Request a>
Name each party that the blog post on Internet governance says sponsored the International Telecommunications Union's bid to take control of the Internet.

Document passage>
This article was first posted on February 6th at Wanderings of the Mind, a blog by David A. Bandel. I first met David when he was the technical guru at a local internet service provider in Chiriqui Province, Panama, then owned by a fellow Gringo. He has substantial experience in
internet matters and other computer stuff.
For those of you who have been living under a rock these past years, the International Telecommunications Union, a group under the UN that regulates telephone service the world over, has made a bid, sponsored in part by the UN, Russia, China, Iran, and Saudi Arabia, to take control of the Internet.
Basically, this group wants governments to control what was never meant to be under government control, a free and open Internet for all to use. If I really need to explain why the massive usurpation of power is dangerous not to mention horribly wrong, perhaps I’m talking to the wrong crowd.
Currently, the Internet is “run” by the consensus of a consortium. While based principally in the US (the Internet did, after all, start there), committee members include peoples from many nations and walks of life. Principally, but not exclusively, geeks, propose new standards and just keep things running.
A conference of the ITU in Dubai recently discussed a myriad of proposals. The ITU had promised several things, including “no vote on ITU governance of the Internet” among other things. But they lied. Not only did they vote on this very issue, the vote ran 89-55 for ITU governance of, and thus governmental interference in, the Internet.
I can think of better ways to destroy what has taken years to build and improve, but none faster. Suggestions for stopping this runaway nightmare have included all 55 nations dropping ITU and UN funding. But that’s not likely to happen, although it would result in the ITU shutting down. Not something many are fond of contemplating as the ITU is the reason you can make overseas phone calls at all.

Request b>
Please return every line of the listing below that contains the string "railway".

Task data>

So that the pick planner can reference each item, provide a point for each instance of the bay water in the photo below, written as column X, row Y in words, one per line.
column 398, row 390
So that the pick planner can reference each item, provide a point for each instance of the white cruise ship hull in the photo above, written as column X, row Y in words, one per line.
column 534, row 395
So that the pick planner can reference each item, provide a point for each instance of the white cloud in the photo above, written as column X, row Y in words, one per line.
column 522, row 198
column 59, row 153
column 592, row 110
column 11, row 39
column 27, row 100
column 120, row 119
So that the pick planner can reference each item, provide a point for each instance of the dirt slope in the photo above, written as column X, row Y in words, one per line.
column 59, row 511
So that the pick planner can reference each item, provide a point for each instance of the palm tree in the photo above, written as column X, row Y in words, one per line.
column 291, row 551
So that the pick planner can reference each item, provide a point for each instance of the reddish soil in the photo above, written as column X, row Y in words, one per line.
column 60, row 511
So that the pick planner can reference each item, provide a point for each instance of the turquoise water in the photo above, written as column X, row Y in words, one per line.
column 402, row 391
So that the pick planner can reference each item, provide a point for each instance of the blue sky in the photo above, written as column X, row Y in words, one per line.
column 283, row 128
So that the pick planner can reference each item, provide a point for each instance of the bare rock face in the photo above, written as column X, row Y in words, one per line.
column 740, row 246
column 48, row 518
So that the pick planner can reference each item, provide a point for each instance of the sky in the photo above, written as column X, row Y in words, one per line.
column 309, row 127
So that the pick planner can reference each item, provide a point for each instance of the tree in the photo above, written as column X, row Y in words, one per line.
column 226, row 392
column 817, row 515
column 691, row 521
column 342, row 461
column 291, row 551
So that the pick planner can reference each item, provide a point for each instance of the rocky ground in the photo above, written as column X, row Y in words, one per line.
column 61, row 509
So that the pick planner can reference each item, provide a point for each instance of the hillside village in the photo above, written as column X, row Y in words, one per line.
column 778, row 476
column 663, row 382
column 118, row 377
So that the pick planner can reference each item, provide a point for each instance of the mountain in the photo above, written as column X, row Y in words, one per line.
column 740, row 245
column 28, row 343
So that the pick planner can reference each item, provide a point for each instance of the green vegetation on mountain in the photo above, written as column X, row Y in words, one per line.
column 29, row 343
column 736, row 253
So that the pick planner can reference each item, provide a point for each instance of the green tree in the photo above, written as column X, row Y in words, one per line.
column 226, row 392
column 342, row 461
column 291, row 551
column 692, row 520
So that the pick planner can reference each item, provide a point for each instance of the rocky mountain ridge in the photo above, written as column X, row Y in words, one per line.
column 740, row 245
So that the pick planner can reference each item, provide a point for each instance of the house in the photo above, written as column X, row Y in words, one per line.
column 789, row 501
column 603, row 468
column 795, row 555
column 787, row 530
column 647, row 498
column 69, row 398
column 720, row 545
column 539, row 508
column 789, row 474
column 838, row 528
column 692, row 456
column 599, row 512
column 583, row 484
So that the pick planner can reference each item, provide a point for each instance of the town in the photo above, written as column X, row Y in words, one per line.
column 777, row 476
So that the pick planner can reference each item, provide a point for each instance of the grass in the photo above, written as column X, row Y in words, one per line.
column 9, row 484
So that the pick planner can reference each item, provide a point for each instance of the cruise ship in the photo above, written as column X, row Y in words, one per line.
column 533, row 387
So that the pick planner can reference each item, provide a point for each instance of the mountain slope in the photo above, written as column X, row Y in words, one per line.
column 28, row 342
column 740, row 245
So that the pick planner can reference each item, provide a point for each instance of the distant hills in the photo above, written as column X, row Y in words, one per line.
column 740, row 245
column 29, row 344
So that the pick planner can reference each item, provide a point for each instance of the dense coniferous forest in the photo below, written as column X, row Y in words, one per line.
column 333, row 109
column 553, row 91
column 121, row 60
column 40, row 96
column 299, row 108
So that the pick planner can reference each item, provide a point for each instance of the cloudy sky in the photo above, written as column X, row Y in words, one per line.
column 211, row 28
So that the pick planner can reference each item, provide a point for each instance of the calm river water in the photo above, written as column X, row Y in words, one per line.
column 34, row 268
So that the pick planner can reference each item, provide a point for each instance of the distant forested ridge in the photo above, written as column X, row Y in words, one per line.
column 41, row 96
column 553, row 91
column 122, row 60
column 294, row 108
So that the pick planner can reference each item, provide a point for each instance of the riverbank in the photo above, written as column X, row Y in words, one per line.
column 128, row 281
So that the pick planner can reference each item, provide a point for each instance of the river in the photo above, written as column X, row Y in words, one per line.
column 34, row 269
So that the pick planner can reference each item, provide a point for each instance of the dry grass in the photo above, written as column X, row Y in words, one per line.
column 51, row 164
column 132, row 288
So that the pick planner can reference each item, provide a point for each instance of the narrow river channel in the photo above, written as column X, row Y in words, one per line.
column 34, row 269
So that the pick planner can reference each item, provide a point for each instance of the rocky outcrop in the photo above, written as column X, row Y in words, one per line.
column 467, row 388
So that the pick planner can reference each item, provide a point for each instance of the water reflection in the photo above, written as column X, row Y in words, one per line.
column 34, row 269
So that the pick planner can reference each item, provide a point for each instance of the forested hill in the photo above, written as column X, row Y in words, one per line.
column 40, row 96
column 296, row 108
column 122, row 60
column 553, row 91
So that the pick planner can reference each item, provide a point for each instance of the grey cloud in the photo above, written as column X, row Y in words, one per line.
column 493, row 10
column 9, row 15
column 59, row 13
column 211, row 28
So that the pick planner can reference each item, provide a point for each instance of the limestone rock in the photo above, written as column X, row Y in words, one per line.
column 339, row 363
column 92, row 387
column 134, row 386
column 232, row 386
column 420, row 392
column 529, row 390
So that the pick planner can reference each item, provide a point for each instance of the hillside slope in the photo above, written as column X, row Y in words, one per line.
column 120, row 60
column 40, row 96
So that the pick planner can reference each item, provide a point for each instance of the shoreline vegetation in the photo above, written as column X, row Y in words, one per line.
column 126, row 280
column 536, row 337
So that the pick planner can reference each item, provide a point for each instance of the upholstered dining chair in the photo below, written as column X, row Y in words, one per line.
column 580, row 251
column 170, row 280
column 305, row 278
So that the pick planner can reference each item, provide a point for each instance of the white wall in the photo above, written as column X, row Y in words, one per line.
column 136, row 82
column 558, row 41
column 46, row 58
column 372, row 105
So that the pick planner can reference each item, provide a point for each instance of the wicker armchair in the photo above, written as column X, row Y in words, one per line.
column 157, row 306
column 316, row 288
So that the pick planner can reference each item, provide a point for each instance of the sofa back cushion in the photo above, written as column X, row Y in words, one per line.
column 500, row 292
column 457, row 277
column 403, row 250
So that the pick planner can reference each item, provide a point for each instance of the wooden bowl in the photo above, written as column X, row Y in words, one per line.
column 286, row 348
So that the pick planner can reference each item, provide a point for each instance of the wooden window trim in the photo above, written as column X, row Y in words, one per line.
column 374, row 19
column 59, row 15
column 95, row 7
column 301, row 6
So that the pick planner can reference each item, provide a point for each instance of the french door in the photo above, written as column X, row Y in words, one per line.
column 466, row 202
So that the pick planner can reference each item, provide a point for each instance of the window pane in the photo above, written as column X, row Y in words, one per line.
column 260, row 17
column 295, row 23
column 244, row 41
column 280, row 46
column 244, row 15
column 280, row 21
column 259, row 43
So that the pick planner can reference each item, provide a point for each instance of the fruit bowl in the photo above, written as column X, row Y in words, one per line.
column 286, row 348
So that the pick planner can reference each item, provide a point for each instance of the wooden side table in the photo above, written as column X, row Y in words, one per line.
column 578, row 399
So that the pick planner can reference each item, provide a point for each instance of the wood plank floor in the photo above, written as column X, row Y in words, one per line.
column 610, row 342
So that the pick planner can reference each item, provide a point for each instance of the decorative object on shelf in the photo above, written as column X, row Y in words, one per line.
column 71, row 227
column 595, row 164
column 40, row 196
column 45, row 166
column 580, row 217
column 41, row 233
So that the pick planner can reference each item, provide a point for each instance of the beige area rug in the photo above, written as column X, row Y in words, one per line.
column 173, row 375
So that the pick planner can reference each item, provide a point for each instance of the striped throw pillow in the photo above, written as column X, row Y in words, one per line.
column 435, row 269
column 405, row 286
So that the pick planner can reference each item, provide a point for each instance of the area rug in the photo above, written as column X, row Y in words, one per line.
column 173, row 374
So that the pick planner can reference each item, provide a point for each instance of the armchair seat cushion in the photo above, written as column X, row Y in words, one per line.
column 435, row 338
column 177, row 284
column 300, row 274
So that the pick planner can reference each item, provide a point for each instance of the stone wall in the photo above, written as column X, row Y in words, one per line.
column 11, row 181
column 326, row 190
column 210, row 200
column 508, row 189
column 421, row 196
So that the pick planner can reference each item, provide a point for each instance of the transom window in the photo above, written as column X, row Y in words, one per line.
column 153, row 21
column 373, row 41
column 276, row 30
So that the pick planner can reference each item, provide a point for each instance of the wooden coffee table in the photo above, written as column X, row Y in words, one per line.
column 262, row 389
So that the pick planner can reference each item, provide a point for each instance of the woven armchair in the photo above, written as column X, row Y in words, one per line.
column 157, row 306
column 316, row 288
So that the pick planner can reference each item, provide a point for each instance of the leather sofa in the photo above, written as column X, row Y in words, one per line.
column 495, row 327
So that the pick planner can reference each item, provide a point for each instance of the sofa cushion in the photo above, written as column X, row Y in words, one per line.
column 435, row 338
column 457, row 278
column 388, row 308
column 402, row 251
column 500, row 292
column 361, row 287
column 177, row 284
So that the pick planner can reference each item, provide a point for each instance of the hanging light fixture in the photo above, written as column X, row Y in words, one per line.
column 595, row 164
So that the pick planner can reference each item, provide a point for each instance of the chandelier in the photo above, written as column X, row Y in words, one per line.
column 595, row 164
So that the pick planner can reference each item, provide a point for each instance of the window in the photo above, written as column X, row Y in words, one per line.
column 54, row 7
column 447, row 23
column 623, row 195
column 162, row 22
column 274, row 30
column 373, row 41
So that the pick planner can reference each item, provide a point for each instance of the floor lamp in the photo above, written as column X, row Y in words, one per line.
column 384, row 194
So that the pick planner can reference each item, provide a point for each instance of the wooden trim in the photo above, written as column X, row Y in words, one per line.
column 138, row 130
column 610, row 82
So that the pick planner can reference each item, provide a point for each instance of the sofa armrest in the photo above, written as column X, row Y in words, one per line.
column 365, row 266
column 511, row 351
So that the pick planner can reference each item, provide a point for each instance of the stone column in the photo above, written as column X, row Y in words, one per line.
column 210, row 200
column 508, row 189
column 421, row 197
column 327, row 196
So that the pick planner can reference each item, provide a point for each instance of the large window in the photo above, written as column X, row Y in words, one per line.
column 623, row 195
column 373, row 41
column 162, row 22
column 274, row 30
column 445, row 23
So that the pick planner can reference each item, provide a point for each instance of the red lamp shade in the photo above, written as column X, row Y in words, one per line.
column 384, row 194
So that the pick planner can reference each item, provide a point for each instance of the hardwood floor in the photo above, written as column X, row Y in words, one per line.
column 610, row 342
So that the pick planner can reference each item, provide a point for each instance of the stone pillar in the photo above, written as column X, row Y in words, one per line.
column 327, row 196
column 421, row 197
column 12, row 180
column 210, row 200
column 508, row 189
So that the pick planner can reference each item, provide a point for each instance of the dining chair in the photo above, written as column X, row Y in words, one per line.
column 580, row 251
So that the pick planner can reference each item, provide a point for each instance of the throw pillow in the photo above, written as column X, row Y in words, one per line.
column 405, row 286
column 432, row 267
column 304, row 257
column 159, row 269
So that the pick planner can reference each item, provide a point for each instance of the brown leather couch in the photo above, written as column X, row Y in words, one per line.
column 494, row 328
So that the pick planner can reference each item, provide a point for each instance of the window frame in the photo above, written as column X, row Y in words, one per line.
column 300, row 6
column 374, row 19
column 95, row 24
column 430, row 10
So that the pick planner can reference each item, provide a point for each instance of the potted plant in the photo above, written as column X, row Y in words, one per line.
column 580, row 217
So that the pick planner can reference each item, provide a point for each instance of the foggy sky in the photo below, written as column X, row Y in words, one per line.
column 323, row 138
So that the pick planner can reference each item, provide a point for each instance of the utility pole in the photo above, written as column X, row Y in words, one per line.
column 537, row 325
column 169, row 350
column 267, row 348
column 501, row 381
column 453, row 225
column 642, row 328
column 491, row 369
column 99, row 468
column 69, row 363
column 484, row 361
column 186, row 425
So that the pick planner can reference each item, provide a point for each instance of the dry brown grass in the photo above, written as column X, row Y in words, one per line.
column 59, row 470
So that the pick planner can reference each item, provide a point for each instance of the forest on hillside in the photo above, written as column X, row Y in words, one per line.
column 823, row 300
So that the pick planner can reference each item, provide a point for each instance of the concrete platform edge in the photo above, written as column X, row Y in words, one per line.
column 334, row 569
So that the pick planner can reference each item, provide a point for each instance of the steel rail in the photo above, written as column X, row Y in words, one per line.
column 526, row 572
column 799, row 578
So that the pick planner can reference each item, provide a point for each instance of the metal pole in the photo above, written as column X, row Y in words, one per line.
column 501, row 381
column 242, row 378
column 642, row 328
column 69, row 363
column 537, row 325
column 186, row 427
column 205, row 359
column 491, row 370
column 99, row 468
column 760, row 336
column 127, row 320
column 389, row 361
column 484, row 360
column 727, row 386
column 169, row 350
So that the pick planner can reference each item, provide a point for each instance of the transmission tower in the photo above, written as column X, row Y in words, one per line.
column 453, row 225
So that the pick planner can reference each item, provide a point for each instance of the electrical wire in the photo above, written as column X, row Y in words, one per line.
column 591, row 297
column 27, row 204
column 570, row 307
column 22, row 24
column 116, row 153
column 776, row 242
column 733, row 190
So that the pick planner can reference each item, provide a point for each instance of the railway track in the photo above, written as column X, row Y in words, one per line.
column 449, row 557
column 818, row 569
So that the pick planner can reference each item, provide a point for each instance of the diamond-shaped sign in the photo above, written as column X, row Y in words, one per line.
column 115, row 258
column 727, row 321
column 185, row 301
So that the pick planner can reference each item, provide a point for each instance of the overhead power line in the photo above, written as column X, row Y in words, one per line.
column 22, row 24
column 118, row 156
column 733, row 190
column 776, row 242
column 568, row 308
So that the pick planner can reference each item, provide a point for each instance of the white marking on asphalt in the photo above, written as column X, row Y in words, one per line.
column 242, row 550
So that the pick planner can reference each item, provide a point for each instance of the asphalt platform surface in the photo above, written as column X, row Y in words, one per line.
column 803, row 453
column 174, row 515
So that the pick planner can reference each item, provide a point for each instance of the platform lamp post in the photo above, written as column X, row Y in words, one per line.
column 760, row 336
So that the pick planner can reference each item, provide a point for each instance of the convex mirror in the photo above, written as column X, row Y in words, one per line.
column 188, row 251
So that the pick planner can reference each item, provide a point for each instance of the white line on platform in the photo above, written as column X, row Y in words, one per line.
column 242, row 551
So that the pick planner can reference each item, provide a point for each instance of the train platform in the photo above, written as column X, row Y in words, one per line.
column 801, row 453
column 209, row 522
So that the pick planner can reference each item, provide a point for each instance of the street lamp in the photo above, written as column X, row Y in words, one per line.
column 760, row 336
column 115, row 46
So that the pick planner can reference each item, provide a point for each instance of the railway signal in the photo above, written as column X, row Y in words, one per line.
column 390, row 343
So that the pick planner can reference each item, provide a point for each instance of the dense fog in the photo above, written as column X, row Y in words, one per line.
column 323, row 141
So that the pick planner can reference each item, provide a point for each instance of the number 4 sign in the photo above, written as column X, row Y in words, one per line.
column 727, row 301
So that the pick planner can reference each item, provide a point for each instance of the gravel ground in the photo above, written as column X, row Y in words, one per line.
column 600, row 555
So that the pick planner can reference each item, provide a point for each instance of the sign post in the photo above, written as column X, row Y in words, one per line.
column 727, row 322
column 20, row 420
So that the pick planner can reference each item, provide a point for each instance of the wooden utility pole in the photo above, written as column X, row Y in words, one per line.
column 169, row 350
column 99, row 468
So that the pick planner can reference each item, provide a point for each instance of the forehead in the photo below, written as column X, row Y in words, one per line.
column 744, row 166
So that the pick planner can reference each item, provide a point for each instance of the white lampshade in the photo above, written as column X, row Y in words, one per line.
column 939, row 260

Written solution a>
the UN
Russia
China
Iran
Saudi Arabia

Written solution b>
So that the pick planner can reference each item, provide a point for each instance of the railway track in the photo above, written as column X, row Y in words, one per line.
So that the pick planner can reference each item, provide a point for each instance of the railway signal in the photo above, written as column X, row Y in words, one per line.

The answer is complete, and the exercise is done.